### The task
Each line below from the one containing "positive clicks: (155, 134) (155, 137)" through the one containing "136L156 139L161 137L160" should be output exactly as it stands, and no other line should appear.

Collection entries:
◆ ◆ ◆ ◆ ◆ ◆ ◆

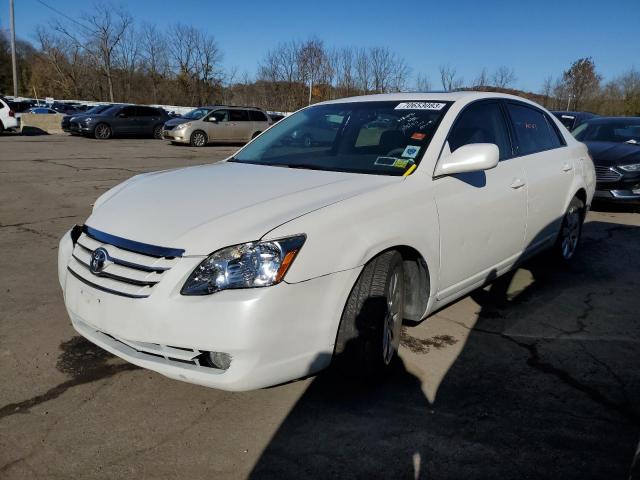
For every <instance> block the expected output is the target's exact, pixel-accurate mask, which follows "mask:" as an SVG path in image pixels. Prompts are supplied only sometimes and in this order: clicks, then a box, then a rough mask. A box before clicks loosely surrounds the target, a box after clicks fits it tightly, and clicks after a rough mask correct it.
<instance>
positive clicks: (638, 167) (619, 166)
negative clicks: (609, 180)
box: [618, 163, 640, 172]
mask: <svg viewBox="0 0 640 480" xmlns="http://www.w3.org/2000/svg"><path fill="white" fill-rule="evenodd" d="M618 168H619V169H621V170H624V171H625V172H640V163H634V164H631V165H618Z"/></svg>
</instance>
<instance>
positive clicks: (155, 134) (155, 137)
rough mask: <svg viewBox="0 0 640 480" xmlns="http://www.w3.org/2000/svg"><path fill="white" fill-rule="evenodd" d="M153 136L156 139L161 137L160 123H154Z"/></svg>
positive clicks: (161, 134) (161, 127) (161, 135)
mask: <svg viewBox="0 0 640 480" xmlns="http://www.w3.org/2000/svg"><path fill="white" fill-rule="evenodd" d="M153 138H155V139H158V140H161V139H162V125H156V126H155V127H154V128H153Z"/></svg>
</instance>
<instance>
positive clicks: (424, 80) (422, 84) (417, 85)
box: [416, 73, 431, 92]
mask: <svg viewBox="0 0 640 480" xmlns="http://www.w3.org/2000/svg"><path fill="white" fill-rule="evenodd" d="M430 90H431V80H430V79H429V77H428V76H427V75H425V74H423V73H418V75H417V76H416V91H418V92H428V91H430Z"/></svg>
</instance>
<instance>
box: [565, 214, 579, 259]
mask: <svg viewBox="0 0 640 480" xmlns="http://www.w3.org/2000/svg"><path fill="white" fill-rule="evenodd" d="M579 239H580V209H578V208H577V207H575V206H571V208H570V209H569V211H568V212H567V214H566V215H565V218H564V222H563V225H562V256H563V257H564V258H565V259H566V260H569V259H570V258H571V257H573V255H574V254H575V252H576V249H577V247H578V240H579Z"/></svg>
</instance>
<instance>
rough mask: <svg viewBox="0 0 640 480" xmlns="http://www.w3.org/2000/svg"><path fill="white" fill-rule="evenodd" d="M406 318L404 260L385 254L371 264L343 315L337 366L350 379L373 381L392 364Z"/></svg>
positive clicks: (388, 254) (355, 288) (364, 274)
mask: <svg viewBox="0 0 640 480" xmlns="http://www.w3.org/2000/svg"><path fill="white" fill-rule="evenodd" d="M403 317H404V269H403V266H402V256H401V255H400V254H399V253H398V252H396V251H389V252H385V253H383V254H381V255H379V256H378V257H376V258H374V259H373V260H372V261H371V262H369V263H368V264H367V265H366V266H365V268H364V270H363V271H362V273H361V274H360V277H359V278H358V281H357V282H356V284H355V286H354V287H353V289H352V290H351V293H350V295H349V299H348V300H347V304H346V306H345V309H344V311H343V313H342V319H341V322H340V328H339V331H338V338H337V341H336V351H335V355H336V365H337V366H338V368H339V370H340V371H341V372H342V373H344V374H346V375H347V376H350V377H357V378H361V379H364V380H374V379H376V378H378V377H381V376H383V375H384V374H385V373H387V371H388V370H389V369H390V367H391V365H392V364H393V362H394V360H395V358H396V356H397V352H398V347H399V345H400V333H401V329H402V319H403Z"/></svg>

◆ ◆ ◆ ◆ ◆ ◆ ◆

### Result of this exercise
positive clicks: (155, 134) (155, 137)
rough mask: <svg viewBox="0 0 640 480" xmlns="http://www.w3.org/2000/svg"><path fill="white" fill-rule="evenodd" d="M153 136L156 139L161 137L160 123H154Z"/></svg>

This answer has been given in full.